## Task goal
Could you convert everything from the first line down to the line containing "<point>380,107</point>" into a Markdown table with the columns Row and Line, skipping blank lines and leaving the pictures out?

## Data rows
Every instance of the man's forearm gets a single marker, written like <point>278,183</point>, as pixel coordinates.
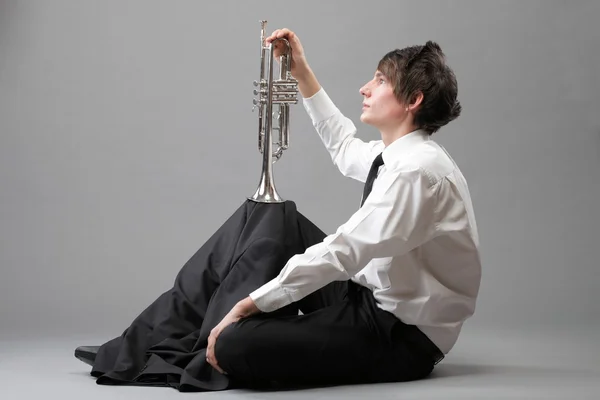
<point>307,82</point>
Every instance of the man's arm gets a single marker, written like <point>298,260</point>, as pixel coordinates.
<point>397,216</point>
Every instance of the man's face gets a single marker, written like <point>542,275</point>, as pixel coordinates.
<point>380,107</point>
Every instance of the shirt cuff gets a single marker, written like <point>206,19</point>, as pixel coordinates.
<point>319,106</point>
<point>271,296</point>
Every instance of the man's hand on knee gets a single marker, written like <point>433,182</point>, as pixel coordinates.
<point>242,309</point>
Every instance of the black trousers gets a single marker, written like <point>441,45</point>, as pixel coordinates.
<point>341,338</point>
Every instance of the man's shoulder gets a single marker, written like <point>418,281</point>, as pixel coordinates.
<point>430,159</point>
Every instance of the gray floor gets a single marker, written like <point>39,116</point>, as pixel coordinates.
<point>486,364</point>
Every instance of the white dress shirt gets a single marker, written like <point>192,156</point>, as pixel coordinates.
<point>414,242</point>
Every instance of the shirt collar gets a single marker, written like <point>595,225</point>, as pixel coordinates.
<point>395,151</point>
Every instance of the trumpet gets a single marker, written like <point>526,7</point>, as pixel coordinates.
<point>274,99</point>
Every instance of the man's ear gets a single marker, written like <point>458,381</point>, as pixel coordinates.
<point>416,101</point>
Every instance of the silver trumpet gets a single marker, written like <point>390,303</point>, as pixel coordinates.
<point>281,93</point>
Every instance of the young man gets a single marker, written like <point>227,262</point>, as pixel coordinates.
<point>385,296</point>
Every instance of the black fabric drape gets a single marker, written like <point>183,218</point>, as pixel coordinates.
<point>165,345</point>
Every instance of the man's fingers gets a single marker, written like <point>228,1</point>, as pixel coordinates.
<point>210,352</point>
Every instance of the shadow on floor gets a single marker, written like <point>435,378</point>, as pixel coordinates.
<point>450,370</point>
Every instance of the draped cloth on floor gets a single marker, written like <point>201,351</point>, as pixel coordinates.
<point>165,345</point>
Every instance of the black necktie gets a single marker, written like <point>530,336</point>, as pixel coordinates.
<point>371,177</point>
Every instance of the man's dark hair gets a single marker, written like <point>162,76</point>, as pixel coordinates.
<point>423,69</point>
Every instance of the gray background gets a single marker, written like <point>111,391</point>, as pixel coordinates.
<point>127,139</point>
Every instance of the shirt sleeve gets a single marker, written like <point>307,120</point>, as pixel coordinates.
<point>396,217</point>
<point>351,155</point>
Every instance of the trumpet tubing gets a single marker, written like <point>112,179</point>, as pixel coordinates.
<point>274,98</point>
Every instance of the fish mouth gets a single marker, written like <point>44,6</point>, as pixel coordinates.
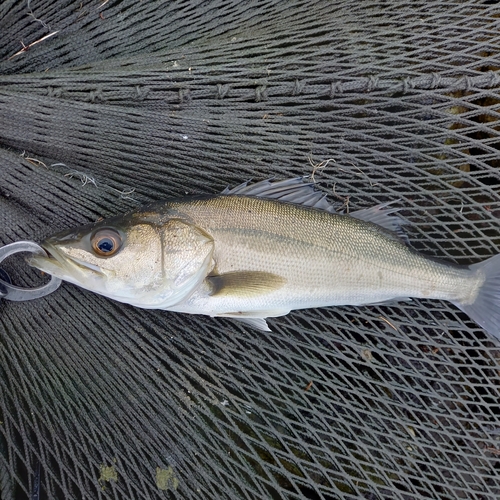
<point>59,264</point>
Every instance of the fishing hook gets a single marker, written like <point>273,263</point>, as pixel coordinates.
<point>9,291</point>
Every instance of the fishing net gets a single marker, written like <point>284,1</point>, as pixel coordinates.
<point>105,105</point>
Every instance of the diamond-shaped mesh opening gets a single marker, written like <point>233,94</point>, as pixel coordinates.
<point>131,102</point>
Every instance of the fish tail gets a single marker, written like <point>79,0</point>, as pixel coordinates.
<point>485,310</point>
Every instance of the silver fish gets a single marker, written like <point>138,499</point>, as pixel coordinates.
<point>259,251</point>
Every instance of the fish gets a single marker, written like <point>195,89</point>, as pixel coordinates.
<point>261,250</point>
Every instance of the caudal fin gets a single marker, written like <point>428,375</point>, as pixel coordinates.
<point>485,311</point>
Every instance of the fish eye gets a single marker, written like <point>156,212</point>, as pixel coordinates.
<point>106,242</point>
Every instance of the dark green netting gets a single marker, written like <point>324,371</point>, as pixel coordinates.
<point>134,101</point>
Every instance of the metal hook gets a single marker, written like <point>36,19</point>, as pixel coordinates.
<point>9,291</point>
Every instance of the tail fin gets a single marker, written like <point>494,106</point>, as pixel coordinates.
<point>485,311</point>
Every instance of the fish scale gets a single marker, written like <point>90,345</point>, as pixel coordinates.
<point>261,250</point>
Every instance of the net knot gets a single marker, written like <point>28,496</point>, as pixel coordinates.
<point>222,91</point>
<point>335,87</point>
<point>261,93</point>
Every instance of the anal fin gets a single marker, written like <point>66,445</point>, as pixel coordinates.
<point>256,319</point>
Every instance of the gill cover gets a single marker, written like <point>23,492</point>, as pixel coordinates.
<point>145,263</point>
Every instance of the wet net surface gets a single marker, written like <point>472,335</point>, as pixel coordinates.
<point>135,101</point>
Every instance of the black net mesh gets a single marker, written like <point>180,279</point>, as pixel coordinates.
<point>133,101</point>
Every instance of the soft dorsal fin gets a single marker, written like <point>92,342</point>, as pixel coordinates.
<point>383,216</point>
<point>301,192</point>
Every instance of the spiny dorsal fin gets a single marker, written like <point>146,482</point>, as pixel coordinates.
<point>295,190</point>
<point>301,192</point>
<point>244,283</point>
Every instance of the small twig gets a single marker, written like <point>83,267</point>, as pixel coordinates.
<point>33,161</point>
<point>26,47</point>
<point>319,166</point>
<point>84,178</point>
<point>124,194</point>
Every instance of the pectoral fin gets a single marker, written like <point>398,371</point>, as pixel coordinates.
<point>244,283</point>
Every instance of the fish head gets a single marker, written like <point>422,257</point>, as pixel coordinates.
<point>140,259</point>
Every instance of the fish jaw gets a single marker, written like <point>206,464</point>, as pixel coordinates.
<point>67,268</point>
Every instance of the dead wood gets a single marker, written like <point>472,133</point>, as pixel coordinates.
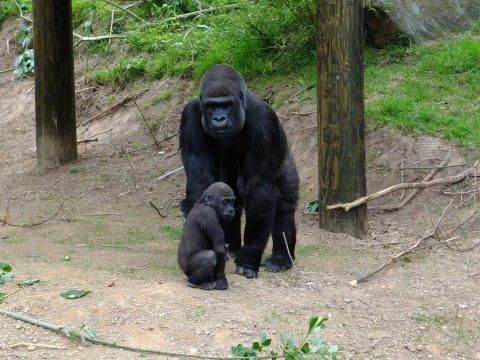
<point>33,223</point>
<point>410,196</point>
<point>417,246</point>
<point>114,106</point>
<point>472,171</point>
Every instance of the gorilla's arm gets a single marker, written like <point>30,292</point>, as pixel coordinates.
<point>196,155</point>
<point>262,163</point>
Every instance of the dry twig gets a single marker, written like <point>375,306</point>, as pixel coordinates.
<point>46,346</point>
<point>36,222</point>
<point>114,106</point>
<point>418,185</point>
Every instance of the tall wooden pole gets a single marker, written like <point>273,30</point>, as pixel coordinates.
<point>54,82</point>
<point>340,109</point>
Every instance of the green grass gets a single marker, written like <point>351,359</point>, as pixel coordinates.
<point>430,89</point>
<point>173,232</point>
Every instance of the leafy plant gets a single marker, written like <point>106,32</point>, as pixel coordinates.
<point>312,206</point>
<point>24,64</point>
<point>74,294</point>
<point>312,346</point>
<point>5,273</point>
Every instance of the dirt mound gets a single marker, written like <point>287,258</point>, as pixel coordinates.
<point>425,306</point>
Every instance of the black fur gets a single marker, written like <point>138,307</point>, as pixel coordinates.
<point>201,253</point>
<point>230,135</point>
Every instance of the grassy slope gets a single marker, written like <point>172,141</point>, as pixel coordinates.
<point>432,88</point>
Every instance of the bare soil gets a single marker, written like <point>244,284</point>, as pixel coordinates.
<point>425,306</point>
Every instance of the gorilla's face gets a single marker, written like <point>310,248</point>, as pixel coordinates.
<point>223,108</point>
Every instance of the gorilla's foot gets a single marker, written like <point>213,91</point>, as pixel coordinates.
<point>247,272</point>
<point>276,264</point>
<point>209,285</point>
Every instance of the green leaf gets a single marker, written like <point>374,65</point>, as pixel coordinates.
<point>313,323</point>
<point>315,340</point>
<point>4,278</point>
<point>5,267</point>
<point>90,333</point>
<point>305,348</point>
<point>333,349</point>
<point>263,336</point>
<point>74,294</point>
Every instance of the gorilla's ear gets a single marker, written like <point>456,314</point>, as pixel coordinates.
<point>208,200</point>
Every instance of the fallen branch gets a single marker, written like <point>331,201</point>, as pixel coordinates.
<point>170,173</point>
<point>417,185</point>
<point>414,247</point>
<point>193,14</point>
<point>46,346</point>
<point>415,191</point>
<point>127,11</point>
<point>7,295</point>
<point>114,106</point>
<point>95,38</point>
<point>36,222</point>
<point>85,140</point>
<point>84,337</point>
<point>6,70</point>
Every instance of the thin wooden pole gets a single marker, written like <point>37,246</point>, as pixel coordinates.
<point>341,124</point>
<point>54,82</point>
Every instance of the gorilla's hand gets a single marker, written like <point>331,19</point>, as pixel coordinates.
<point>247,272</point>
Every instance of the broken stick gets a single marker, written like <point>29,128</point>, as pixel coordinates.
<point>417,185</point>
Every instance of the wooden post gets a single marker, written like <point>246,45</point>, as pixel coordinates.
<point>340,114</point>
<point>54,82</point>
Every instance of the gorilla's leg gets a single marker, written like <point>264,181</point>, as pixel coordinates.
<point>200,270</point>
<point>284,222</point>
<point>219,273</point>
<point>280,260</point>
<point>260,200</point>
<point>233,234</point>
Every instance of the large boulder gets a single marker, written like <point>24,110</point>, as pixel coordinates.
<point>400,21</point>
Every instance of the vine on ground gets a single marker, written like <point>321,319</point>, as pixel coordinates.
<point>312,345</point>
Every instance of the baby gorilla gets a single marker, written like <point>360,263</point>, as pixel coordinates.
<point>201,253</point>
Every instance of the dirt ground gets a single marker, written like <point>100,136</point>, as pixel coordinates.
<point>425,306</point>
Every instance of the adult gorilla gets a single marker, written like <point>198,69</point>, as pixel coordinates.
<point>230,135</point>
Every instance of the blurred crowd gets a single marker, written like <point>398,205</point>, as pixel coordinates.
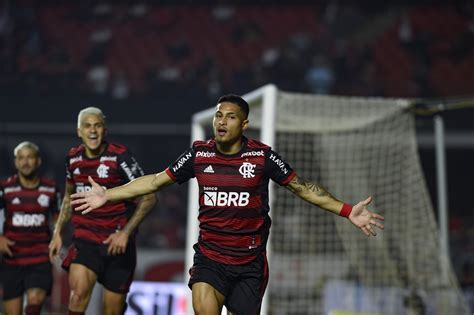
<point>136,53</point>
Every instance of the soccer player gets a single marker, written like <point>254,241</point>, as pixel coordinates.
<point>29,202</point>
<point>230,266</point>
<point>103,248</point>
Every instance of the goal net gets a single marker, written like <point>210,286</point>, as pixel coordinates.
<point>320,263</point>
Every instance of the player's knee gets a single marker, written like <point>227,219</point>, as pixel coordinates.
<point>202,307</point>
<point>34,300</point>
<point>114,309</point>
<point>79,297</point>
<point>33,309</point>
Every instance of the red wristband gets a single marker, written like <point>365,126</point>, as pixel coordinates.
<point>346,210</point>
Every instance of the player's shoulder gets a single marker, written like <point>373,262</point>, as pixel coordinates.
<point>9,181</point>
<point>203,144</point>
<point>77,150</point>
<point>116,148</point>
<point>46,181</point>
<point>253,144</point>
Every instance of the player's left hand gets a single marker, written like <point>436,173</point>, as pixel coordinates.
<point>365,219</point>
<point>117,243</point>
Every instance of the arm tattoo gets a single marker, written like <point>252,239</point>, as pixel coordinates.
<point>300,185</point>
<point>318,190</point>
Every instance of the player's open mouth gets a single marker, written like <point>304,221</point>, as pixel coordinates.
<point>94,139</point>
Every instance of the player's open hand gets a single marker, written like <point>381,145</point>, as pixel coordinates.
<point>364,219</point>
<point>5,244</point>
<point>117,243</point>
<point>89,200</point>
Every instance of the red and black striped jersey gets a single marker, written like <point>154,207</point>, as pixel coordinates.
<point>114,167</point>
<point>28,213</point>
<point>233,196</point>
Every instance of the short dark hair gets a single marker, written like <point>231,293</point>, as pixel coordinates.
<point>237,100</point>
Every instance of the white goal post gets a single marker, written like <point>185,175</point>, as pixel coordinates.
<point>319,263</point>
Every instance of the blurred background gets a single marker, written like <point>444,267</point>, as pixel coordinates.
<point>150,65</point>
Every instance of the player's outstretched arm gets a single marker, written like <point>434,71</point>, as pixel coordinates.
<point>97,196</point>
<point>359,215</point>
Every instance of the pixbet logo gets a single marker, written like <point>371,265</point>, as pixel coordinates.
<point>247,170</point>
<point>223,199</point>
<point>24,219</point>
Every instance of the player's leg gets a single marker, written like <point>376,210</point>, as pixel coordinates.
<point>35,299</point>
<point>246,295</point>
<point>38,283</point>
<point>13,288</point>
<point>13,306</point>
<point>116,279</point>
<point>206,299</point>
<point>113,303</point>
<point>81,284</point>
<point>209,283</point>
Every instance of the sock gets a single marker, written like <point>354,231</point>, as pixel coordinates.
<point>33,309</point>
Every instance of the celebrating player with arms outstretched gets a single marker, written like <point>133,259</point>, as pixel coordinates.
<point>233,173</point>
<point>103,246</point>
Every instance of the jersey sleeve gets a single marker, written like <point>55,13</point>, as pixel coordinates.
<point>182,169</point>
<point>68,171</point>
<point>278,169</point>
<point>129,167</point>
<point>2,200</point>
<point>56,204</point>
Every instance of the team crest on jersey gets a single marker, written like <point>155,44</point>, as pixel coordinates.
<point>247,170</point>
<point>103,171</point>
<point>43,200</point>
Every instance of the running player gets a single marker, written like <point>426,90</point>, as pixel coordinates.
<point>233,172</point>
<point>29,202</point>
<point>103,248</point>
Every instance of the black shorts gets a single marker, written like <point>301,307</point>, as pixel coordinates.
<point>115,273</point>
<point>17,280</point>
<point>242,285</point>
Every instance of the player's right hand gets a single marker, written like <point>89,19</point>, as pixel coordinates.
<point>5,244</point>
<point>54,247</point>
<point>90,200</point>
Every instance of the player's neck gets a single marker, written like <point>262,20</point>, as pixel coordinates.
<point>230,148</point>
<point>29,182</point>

## Full output
| Row | Line |
|---|---|
| 1 | Every instance of the man's forearm gets a single marker, written like <point>278,183</point>, as pixel coordinates. |
| 2 | <point>307,82</point> |
| 3 | Every instance of the man's arm gets a single marker, written like <point>298,260</point>, as pixel coordinates. |
| 4 | <point>397,216</point> |
| 5 | Every instance of the man's face gets a single marker, written like <point>542,275</point>, as pixel coordinates. |
| 6 | <point>380,107</point> |